**Text to read:**
____

2013-05-10 Thread Ben Hoyt
> Have you actually tried the code? It can't give you correct answers. The
> struct dirent.d_type member as returned by readdir() has different
> values than stat.st_mode's file type.

Yes, I'm quite aware of that. In the first version of BetterWalk
that's exactly how it did it, and this approach worked fine.
However...

> Or are you proposing to map d_type to st_mode?

Yes, that's exactly what I was proposing -- sorry if that wasn't clear.

> Hence I'm +1 on the general idea but -1 on something stat like. IMHO
> os.scandir() should yield four objects:
>
>  * name
>  * inode
>  * file type or DT_UNKNOWN
>  * stat_result or None

This feels quite heavy to me. And I don't like it how for the normal
case (checking whether something was a file or directory) you'd have
to check file_type against DT_UNKNOWN as well as stat_result against
None before doing anything with it:

for item in os.scandir():
if item.file_type == DT_UNKNOWN and item.stat_result is None:
# call os.stat()

I guess that's not *too* bad.

> That's also problematic because st_mode would only have file type
> bits, not permission bits.

You're right. However, given that scandir() is intended as a
low-level, OS-specific function, couldn't we just document this and
move on? Keep the API nice and simple and still cover 95% of the use
cases. How often does anyone actually iterate through a directory
doing stuff with the permission bits.

____

**Items:**
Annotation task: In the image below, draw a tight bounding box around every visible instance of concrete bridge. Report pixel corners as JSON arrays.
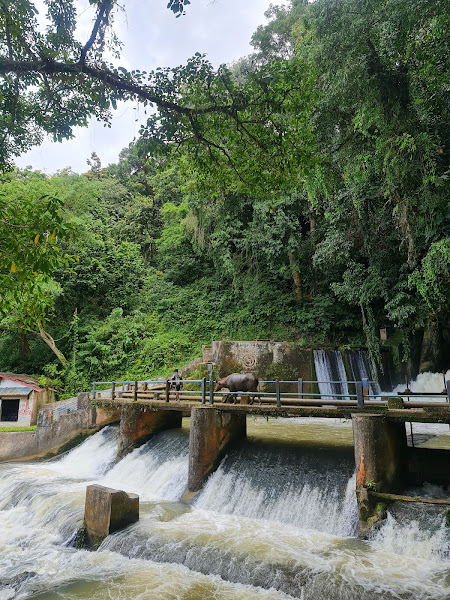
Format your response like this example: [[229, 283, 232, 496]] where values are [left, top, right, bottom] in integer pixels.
[[92, 379, 450, 531]]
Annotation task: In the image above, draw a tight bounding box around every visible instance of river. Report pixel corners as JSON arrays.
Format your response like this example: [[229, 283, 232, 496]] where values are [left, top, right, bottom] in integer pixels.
[[0, 376, 450, 600]]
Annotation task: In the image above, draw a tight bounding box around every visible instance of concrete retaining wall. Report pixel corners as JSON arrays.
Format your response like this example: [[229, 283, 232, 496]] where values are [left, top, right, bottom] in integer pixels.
[[0, 393, 120, 462]]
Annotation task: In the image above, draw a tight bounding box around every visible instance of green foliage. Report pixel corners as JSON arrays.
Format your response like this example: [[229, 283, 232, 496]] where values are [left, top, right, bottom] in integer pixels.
[[0, 0, 450, 394]]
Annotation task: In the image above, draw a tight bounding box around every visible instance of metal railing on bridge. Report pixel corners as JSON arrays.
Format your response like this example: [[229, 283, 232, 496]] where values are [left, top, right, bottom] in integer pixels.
[[92, 377, 450, 408]]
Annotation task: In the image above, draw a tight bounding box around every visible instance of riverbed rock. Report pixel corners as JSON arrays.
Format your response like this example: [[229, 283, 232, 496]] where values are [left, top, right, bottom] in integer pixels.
[[84, 485, 139, 549]]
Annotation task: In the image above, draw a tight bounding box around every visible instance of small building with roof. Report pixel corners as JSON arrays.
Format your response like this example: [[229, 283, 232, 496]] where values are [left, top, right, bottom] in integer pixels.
[[0, 373, 55, 427]]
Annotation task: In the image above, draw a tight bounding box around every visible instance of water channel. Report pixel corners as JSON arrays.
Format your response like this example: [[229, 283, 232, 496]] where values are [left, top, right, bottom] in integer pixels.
[[0, 376, 450, 600]]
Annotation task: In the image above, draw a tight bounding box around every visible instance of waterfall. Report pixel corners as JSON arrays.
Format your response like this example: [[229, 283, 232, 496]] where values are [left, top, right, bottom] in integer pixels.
[[313, 350, 348, 400], [0, 419, 450, 600], [195, 444, 357, 536], [346, 350, 381, 396]]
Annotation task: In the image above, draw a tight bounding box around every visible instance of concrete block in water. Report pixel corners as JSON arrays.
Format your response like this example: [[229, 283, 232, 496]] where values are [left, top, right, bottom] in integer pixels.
[[84, 485, 139, 548]]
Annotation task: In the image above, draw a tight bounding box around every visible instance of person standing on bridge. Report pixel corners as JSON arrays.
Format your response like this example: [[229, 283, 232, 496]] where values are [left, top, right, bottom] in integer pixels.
[[170, 369, 183, 402]]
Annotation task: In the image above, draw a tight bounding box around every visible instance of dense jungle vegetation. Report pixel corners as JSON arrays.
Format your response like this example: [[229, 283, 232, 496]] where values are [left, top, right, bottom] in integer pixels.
[[0, 0, 450, 393]]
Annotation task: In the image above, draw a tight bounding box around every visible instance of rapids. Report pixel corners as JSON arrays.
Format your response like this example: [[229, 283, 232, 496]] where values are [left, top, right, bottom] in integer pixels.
[[0, 375, 450, 600]]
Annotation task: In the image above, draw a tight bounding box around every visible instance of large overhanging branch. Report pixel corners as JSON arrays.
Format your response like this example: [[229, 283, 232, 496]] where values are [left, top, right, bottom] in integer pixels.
[[0, 58, 241, 117]]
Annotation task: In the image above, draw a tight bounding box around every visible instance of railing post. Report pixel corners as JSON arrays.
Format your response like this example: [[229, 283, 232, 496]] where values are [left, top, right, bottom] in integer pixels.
[[362, 378, 369, 402], [165, 379, 170, 402], [275, 379, 281, 406], [202, 377, 206, 404], [355, 381, 364, 408]]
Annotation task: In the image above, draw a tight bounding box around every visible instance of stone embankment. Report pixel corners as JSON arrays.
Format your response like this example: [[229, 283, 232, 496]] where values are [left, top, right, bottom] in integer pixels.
[[0, 393, 120, 462]]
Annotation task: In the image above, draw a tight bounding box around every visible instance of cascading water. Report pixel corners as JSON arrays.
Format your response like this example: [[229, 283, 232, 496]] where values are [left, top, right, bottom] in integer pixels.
[[346, 350, 381, 396], [313, 350, 348, 400], [0, 412, 450, 600]]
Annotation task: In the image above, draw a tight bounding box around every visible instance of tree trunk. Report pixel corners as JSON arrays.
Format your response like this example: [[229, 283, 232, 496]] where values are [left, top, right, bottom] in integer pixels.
[[394, 191, 416, 265], [33, 321, 69, 367], [289, 253, 303, 302], [19, 331, 30, 354]]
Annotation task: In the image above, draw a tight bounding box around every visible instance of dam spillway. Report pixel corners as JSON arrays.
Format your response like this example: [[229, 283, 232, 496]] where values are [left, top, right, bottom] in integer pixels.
[[0, 418, 450, 600]]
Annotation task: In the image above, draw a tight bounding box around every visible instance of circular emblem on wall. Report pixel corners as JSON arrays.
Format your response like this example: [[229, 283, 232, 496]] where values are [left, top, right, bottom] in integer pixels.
[[241, 352, 258, 371]]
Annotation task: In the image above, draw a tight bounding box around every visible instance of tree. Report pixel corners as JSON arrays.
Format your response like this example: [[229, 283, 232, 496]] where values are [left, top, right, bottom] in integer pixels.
[[0, 0, 316, 187], [0, 175, 74, 364]]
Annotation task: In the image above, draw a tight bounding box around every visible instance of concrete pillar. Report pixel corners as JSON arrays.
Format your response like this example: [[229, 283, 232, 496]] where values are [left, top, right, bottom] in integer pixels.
[[119, 404, 183, 457], [188, 406, 247, 492], [352, 414, 408, 531], [83, 485, 139, 549]]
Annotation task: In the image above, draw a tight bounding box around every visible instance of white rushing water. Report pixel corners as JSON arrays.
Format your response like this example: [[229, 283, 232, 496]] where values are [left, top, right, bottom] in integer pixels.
[[0, 412, 450, 600], [313, 350, 348, 400]]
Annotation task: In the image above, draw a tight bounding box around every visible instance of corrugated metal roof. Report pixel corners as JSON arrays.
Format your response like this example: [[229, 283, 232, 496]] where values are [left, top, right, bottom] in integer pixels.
[[0, 387, 33, 400], [0, 373, 42, 392]]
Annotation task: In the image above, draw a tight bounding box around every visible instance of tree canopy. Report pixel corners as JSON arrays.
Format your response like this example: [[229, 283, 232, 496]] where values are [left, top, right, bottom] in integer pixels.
[[0, 0, 450, 394]]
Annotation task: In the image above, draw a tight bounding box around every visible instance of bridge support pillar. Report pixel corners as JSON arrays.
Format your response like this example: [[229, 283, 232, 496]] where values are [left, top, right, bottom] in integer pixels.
[[118, 404, 182, 458], [188, 406, 247, 492], [352, 414, 408, 532]]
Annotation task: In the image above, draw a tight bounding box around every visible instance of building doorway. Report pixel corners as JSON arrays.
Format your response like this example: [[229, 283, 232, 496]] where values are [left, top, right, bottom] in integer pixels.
[[0, 400, 20, 421]]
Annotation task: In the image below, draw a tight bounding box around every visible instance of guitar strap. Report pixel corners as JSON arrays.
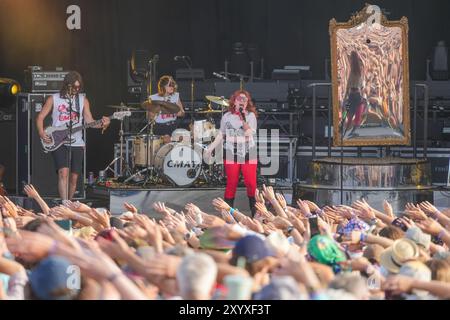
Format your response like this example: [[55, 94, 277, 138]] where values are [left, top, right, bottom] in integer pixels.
[[75, 94, 80, 119]]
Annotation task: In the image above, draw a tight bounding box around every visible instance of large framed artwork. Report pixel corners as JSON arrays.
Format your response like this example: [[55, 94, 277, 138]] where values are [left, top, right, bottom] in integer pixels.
[[329, 4, 411, 146]]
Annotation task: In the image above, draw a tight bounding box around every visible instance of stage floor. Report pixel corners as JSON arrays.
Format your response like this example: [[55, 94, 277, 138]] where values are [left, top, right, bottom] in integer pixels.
[[88, 185, 292, 217]]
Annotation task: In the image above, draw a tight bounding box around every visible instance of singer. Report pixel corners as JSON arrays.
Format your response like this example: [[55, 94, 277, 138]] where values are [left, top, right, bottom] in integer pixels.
[[205, 90, 258, 216]]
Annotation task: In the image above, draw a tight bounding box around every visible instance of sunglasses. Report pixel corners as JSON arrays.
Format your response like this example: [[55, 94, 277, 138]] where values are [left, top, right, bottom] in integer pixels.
[[236, 96, 248, 101]]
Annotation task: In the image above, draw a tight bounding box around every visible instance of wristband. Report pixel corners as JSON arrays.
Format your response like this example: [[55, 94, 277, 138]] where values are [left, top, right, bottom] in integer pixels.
[[184, 231, 193, 241], [431, 210, 441, 221], [359, 232, 367, 242], [106, 272, 122, 282], [48, 240, 58, 256], [286, 226, 294, 235], [314, 209, 323, 217], [437, 228, 447, 240]]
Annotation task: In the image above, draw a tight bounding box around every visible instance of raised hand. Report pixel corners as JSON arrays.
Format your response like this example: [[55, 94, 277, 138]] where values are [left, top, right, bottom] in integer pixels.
[[200, 215, 227, 229], [305, 200, 320, 212], [383, 200, 395, 218], [262, 184, 276, 202], [23, 184, 41, 199], [153, 201, 171, 216], [220, 210, 236, 224], [135, 214, 163, 253], [405, 206, 428, 221], [255, 189, 265, 203], [275, 193, 287, 208], [50, 206, 76, 219], [416, 218, 444, 236], [87, 209, 111, 229], [63, 200, 92, 213], [272, 217, 292, 231], [97, 230, 132, 259], [419, 201, 439, 215], [381, 275, 414, 294], [6, 231, 54, 262], [0, 196, 19, 218], [297, 199, 311, 218], [241, 216, 264, 233], [123, 202, 138, 214], [212, 198, 231, 212], [353, 199, 376, 220], [184, 203, 202, 214], [255, 202, 269, 214]]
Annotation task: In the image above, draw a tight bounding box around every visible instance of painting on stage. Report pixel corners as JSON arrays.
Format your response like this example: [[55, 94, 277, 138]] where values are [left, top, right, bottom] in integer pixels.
[[330, 5, 411, 146]]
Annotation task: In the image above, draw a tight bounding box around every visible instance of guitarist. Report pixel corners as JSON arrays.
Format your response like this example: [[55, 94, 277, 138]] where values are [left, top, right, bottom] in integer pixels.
[[36, 71, 110, 200]]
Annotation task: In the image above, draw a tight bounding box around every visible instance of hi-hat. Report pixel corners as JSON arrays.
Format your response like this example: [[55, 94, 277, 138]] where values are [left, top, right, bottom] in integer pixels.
[[196, 109, 222, 114], [106, 103, 139, 110], [205, 96, 230, 107], [141, 100, 180, 114]]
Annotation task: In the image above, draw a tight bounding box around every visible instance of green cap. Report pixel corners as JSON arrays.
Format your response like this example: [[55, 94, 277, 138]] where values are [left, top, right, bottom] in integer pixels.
[[308, 235, 347, 265]]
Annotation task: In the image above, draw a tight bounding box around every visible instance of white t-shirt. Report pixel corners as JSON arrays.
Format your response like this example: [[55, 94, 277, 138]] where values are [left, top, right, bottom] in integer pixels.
[[52, 93, 85, 147], [150, 92, 180, 123], [220, 111, 257, 158]]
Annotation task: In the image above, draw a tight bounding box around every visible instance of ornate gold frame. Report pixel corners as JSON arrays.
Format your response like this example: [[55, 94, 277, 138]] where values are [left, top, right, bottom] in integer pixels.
[[329, 3, 411, 146]]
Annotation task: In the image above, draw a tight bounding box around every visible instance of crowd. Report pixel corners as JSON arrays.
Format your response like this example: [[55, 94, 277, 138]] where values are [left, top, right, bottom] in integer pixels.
[[0, 186, 450, 300]]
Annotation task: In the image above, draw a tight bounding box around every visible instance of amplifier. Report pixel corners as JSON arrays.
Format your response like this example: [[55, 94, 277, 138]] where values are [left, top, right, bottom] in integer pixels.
[[25, 70, 69, 93], [175, 69, 205, 80]]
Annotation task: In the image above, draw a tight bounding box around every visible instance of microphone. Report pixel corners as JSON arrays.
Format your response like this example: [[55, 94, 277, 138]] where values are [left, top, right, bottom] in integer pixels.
[[213, 72, 229, 80], [173, 56, 187, 61], [239, 107, 247, 122]]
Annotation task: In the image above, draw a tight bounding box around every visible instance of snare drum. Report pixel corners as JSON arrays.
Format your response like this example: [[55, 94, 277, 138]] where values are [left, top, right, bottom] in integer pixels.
[[133, 135, 163, 167], [193, 120, 217, 142], [171, 129, 191, 145], [155, 143, 202, 187]]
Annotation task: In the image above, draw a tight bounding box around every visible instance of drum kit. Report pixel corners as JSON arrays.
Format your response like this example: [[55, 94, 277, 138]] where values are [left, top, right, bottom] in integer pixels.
[[107, 96, 229, 187]]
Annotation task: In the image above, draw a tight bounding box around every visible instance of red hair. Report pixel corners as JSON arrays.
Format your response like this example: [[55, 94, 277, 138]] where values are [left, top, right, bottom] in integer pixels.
[[228, 90, 258, 116]]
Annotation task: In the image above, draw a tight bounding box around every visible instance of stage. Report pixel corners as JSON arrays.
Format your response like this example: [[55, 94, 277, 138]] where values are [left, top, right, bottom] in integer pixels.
[[87, 184, 292, 217]]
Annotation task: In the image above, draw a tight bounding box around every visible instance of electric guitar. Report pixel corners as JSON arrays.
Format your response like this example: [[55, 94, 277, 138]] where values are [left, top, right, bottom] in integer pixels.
[[41, 111, 131, 153]]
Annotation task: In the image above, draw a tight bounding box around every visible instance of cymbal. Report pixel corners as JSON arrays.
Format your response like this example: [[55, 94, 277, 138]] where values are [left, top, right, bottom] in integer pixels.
[[141, 100, 180, 114], [205, 96, 230, 107], [196, 110, 222, 114]]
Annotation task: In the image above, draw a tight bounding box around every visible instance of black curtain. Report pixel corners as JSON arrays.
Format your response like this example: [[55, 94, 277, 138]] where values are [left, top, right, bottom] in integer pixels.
[[0, 0, 450, 175]]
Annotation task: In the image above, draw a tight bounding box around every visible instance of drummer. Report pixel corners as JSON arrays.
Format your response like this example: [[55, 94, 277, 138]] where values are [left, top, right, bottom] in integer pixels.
[[149, 76, 184, 143]]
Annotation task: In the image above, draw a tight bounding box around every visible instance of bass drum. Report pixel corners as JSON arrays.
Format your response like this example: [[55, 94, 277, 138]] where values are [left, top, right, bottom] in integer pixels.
[[155, 143, 202, 187]]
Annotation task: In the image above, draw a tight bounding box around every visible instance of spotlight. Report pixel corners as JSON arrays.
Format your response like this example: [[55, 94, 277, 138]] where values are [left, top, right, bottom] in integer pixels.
[[0, 78, 21, 96]]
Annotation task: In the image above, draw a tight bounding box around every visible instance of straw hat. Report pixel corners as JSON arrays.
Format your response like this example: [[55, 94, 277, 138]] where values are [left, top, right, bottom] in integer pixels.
[[380, 238, 419, 273]]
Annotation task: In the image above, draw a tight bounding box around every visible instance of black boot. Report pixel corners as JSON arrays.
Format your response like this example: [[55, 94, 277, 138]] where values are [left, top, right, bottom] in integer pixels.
[[224, 198, 234, 208], [248, 197, 256, 218]]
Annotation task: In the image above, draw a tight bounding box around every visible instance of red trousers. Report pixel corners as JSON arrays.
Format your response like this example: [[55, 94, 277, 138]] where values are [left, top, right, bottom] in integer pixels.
[[224, 161, 258, 199]]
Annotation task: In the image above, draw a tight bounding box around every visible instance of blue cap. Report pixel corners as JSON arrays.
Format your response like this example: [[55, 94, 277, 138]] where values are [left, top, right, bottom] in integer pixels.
[[29, 256, 80, 300], [233, 236, 272, 263]]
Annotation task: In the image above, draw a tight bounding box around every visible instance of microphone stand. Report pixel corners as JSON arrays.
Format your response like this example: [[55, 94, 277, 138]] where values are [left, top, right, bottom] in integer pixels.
[[183, 56, 195, 121], [146, 57, 156, 187], [339, 103, 350, 205], [66, 87, 74, 200]]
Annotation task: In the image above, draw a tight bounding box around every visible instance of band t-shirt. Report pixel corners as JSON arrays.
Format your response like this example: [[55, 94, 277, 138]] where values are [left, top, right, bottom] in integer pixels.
[[150, 92, 180, 124], [220, 111, 257, 162], [52, 93, 85, 147]]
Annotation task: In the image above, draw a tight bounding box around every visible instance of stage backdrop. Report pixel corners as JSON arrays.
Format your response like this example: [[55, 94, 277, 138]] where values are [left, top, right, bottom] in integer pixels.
[[0, 0, 450, 178]]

____

**Tasks and exercises:**
1. Using the message about os.scandir() above, decide whether each statement agrees with it. Answer yes or no for each, and quote the words of the message that decide it.
(a) The writer confirms having proposed mapping d_type to st_mode.
(b) The writer finds the proposal of four yielded objects light and simple.
(c) The writer describes scandir() as intended to be a high-level, cross-platform function.
2. According to the message about os.scandir(), what share of the use cases would a simple API still cover?
3. Carry on writing the message about os.scandir() from the point where it stops.

**Final results:**
1.
(a) Yes: "that's exactly what I was proposing"
(b) No: "This feels quite heavy to me."
(c) No: "scandir() is intended as a low-level, OS-specific function"

2. 95% of the use cases.

3.
The nice thing about having it return a stat-like object is that in
almost all cases you don't have to have two different code paths
(d_type and st_mode), you just deal with st_mode. And we already have
the stat module for dealing with st_mode stuff, so we wouldn't need
another bunch of code/constants for dealing with d_type.

The documentation could just say something like:

"The exact information returned in st_mode is OS-specific. In
practice, on Windows it returns all the information that stat() does.
On Linux and OS X, it's either None or it includes the mode bits (but
not the permissions bits)."

Antoine said: "But what if some systems return more than the file type
and less than a
full stat result?"

Again, I just think that debating the very fine points like this to
get that last 5% of use cases will mean we never have this very useful
function in the library.

In all the *practical* examples I've seen (and written myself), I
iterate over a directory and I just need to know whether it's a file
or directory (or maybe a link). Occassionally you need the size as
well, but that would just mean a similar check "if st.st_size is None:
st = os.stat(...)", which on Linux/OS X would call stat(), but it'd
still be free and fast on Windows.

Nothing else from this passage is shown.